## TEXT SEGMENT
--------
In a single line Wendy Perera, assistant chief executive and director of strategy at Isle of Wight Council, summed up what many councils must feel as they prepare to commercialise.

The opportunity – indeed, necessity – to make savings and generate income is something that both officers and councillors are eager to seize on as austerity continues. The expectation from many is that commercial revenues will form more of council revenue budgets as time goes on.

It was this expectation that prompted LGC and DWF to convene a roundtable on the subject. “It’s the single biggest factor of change that we see in our public sector practice,” said Jonathan Branton, head of public sector at DWF.

“Councils can operate like businesses to raise money to ensure their services are still standing or ideally flourishing,” said Nick Golding, LGC editor and roundtable chair. In doing this, he added, some councils are doing “really exciting things”.

Surprisingly, given the interest, it is not straightforward to define what commercialisation means for councils. Manjeet Gill, managing director at Chameleon Commercial & Business Improvement and a former local authority chief executive, warned against defining it simply as income.

“One of the things we used to say at West Lindsey [DC, at which she was chief executive for seven years] was ‘what is not commercialisation?’,” she said. “Putting up the car parking charges for us was not commercialisation. That was taxation.”

By consensus, commercialisation is about a broader approach to running a local authority. Allen Graham, chief executive at Rushcliffe BC, noted three strands to his council’s approach: investment, arm’s length companies and income generation.

Investing income hinged on avoiding undue risk and having a clear strategy with clear governance, he said. Skills and governance are also vital in arm’s length companies, he added, while income generation contributes to making the council self-sufficient.

“That’s the broad approach to entrepreneurialism and commercialisation within the authority and ensuring it’s not just a buzzword or a fad,” he said. “It’s about growing it into a culture throughout an organisation that it’s acceptable to think commercially.”

David Neudegg, managing director of Publica Group, agreed, warning against defining commercialisation as “a collection of things”. “Commercial approach is different to commercial trading,” he said. “Both might be important, but I think the risk is that you narrow down the agenda and we lose sight of the why.”

He also warned that traditional, hierarchical structures “are deeply rooted in local government”. To some extent this even spills over to arm’s length companies.

“Putting up the car parking charges for us was not commercialisation. That was taxation.”

Manjeet Gill, managing director, Chameleon Commercial & Business Improvement

Richard Dolan, innovation and technology manager at social care firm Tricuro – an arm’s length company – said: “While we inherited a degree of legacy culture from the local authorities that we were formed from, we’ve also got freedom to bring in new blood.”

His colleague Alison Waller, managing director of Tricuro, said that in the three years the company has existed it had “seen a lot of cultural change” as it adopted a more commercial approach. “We’ve gone through two complete leadership changes in order to get the right commercial skills,” she said.

Martin Farrow, chief executive of care service Optalis, added that creating a sense of “togetherness” was key. “If you start linking accountability with blame in a culture it’s a real issue,” he said.

The interaction between councillors and those carrying out a commercial strategy – be they officers or staff at an arm’s length company – is key in defining how the commercial strategy will work out. Donald Graham, chief executive at Hertsmere BC, said: “Officers in my experience are more entrepreneurial than councillors because they’re liberated from the electoral cycle.”
--------
## STORED ROWS
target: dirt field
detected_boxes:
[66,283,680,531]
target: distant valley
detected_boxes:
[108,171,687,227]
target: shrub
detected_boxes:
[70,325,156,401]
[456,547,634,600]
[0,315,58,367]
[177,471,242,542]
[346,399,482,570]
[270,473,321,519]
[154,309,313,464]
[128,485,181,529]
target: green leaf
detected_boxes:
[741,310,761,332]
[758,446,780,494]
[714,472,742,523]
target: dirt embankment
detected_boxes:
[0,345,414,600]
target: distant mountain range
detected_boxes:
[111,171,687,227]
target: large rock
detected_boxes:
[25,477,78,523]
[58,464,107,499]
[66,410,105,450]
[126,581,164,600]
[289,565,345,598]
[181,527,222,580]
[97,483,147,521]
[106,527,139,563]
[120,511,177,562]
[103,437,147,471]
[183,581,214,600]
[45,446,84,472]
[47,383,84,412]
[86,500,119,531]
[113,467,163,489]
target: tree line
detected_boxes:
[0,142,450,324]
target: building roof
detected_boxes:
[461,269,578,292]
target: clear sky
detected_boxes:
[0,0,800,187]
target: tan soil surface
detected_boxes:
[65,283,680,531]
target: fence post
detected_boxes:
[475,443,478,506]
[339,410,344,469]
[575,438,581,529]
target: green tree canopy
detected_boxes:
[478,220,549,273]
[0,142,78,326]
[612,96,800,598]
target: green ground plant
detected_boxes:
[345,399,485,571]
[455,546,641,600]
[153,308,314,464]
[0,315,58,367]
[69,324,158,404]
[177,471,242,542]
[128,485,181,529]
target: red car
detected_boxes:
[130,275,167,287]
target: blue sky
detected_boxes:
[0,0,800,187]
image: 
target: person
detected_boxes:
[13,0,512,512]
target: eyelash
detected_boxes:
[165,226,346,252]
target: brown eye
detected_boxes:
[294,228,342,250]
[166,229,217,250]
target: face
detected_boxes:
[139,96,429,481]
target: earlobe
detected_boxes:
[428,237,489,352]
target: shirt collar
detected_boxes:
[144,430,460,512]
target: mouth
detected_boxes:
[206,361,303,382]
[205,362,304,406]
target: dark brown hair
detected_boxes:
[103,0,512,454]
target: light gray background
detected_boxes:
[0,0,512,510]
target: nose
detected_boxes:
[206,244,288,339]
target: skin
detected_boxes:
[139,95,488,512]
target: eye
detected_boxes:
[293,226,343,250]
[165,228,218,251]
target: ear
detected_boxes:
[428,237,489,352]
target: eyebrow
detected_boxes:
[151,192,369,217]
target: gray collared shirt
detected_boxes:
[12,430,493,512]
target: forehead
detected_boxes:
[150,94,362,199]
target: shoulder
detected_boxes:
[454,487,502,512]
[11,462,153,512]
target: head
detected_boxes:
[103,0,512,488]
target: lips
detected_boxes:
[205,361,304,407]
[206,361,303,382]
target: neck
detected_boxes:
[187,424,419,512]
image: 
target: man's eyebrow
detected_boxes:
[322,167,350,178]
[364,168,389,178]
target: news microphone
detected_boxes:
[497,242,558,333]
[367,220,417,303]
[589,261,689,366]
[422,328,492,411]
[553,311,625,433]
--------
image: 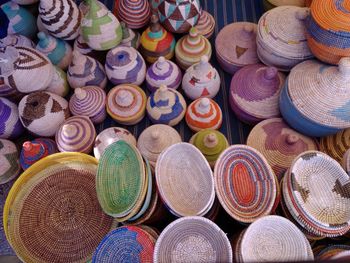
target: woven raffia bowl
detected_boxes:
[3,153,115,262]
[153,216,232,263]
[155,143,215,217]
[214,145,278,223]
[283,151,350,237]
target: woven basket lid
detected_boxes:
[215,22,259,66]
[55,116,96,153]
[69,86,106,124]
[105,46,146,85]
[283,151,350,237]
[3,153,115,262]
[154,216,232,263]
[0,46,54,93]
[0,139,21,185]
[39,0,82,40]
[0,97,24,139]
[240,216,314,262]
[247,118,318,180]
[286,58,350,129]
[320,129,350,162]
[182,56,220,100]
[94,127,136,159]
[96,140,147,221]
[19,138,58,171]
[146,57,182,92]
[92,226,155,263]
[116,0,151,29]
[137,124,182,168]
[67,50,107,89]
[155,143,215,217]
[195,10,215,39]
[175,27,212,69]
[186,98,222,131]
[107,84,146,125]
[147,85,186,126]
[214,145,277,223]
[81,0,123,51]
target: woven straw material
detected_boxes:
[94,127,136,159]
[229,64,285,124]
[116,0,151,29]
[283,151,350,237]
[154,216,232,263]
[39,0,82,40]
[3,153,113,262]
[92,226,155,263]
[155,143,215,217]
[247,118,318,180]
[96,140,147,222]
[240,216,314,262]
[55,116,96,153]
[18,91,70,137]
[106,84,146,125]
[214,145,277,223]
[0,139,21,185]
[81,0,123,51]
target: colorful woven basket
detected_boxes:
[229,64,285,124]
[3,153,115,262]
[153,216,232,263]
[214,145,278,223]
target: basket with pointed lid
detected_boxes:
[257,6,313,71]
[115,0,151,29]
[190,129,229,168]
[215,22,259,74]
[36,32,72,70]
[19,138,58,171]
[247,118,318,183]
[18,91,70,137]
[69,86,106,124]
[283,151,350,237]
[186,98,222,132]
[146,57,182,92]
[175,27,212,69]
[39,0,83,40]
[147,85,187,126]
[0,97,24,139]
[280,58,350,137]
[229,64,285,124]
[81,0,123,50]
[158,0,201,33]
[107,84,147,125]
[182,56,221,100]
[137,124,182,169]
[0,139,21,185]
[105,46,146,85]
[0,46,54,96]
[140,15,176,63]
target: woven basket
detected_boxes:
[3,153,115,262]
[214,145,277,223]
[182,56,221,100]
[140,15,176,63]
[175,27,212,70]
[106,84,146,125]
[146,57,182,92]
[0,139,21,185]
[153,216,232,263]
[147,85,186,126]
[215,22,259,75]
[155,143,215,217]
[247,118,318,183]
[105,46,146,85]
--------
## TO DO
Please transcribe the part of the text on council commercialization starting with "It was this" and going on through "sector at DWF.".

## RESULT FOR THIS EXERCISE
It was this expectation that prompted LGC and DWF to convene a roundtable on the subject. “It’s the single biggest factor of change that we see in our public sector practice,” said Jonathan Branton, head of public sector at DWF.